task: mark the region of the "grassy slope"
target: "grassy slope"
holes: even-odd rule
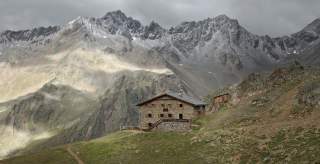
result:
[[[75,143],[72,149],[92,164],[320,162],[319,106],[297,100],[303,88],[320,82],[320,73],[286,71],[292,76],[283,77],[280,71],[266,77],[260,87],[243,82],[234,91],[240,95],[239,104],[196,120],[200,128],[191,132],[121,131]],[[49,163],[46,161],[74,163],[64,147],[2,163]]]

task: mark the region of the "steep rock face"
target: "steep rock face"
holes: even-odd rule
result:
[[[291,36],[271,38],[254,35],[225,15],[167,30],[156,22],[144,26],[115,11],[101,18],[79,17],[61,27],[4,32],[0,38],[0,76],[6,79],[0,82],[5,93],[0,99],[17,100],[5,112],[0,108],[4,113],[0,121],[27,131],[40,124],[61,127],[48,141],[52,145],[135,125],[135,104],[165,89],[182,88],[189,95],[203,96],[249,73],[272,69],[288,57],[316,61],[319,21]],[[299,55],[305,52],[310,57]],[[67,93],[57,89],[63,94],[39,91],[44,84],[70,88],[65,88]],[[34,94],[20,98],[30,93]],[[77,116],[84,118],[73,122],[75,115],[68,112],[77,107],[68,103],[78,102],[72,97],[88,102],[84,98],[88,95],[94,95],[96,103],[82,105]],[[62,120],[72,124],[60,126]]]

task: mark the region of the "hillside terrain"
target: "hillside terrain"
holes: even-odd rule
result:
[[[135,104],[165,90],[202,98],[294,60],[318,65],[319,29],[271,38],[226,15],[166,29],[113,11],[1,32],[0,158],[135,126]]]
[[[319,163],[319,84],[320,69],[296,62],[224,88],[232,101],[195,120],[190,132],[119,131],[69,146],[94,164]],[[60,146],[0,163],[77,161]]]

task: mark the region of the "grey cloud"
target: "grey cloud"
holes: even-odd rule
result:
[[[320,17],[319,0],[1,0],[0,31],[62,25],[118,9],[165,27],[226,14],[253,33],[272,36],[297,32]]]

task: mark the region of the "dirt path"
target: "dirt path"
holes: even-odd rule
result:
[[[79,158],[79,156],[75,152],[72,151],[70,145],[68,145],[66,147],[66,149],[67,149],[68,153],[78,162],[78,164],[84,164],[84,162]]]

TASK INSTRUCTIONS →
Extract every line of the data above that contains the string "cloud". Matches must have the same case.

TASK RESPONSE →
task: mark the region of the "grey cloud"
target: "grey cloud"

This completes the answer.